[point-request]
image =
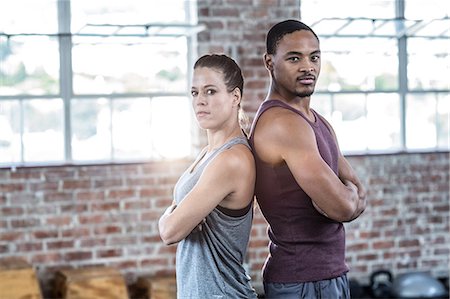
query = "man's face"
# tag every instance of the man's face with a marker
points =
(296, 64)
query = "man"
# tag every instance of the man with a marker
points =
(305, 187)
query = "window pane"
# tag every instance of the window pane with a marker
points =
(443, 121)
(86, 12)
(312, 10)
(428, 64)
(121, 65)
(426, 9)
(421, 121)
(171, 127)
(29, 65)
(350, 123)
(28, 16)
(91, 129)
(358, 64)
(43, 136)
(131, 129)
(10, 122)
(383, 121)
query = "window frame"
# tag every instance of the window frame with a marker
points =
(407, 29)
(64, 35)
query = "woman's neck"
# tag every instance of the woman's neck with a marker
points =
(217, 138)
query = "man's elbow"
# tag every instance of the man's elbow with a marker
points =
(344, 213)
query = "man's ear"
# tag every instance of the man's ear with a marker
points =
(268, 61)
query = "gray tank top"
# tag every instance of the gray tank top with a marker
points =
(209, 262)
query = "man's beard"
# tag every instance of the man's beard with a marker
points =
(305, 94)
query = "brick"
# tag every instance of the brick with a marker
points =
(107, 253)
(45, 234)
(59, 220)
(52, 245)
(93, 242)
(78, 256)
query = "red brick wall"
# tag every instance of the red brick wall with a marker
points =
(72, 216)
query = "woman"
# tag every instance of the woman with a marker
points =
(212, 212)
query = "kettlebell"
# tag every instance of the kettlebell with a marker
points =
(381, 283)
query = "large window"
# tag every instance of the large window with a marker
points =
(97, 81)
(385, 67)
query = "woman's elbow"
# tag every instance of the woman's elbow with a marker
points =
(167, 235)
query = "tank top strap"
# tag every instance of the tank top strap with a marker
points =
(227, 145)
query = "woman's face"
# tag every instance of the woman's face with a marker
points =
(213, 105)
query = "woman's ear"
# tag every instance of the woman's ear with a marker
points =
(236, 96)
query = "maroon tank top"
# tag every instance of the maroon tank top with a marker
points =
(304, 245)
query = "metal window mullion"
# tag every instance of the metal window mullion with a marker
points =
(111, 127)
(65, 71)
(22, 131)
(402, 69)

————

Transcribe the material exactly, leaving every picture out.

**FINAL ANSWER**
[point-request]
image =
query = "man's face"
# tag every instance of the man's face with a marker
points =
(296, 64)
query = "man"
# tag every instance of the man with a marker
points =
(305, 187)
query = "window pane"
# tag every instance of the window pane with a marker
points =
(443, 121)
(86, 12)
(312, 10)
(428, 64)
(121, 65)
(426, 9)
(421, 121)
(171, 127)
(29, 65)
(350, 123)
(28, 16)
(91, 129)
(358, 64)
(43, 136)
(131, 129)
(10, 122)
(383, 121)
query = "window frame"
# tag every instance of the window frame with a marker
points =
(407, 29)
(64, 35)
query = "woman's neck"
# tag every instance of the woman's neck with a marker
points =
(217, 138)
query = "man's elbow"
# tag every instance of the man's elbow with a marker
points =
(344, 213)
query = "man's ear"
# tag every instance of the man's ear with a marker
points =
(268, 61)
query = "gray tank top"
# tag every instance of the gray tank top with a marker
points =
(209, 262)
query = "man's beard"
# tag every instance of the man's beard with a marker
points =
(305, 94)
query = "brick"
# tag every instance of the brick with a marker
points =
(107, 253)
(45, 234)
(59, 220)
(52, 245)
(93, 242)
(78, 256)
query = "red brick wall"
# tag every instance of the red brick wall with a marker
points =
(72, 216)
query = "woman"
# tag every instance of the woman with a marker
points =
(212, 212)
query = "kettlebell"
# tag every instance of the kettlebell with a marker
points =
(381, 283)
query = "large window"
# tag every instance of the large window with a marker
points =
(97, 81)
(385, 67)
query = "woman's elbow"
# tag every instance of the woman's elbow with a marker
points =
(167, 235)
query = "tank top strap"
# tag every instance of the tank top strap with a marker
points =
(227, 145)
query = "woman's face"
# tag every instance of the woman's face with a marker
points =
(213, 105)
query = "woman's ear"
# tag every instance of the woman's ear with a marker
points =
(236, 96)
query = "maroon tank top"
# tag every instance of the maroon tank top with a marker
points =
(304, 245)
query = "metal window mullion"
# tag every instance of the metal window mullion with a marker
points =
(111, 127)
(65, 71)
(22, 131)
(402, 69)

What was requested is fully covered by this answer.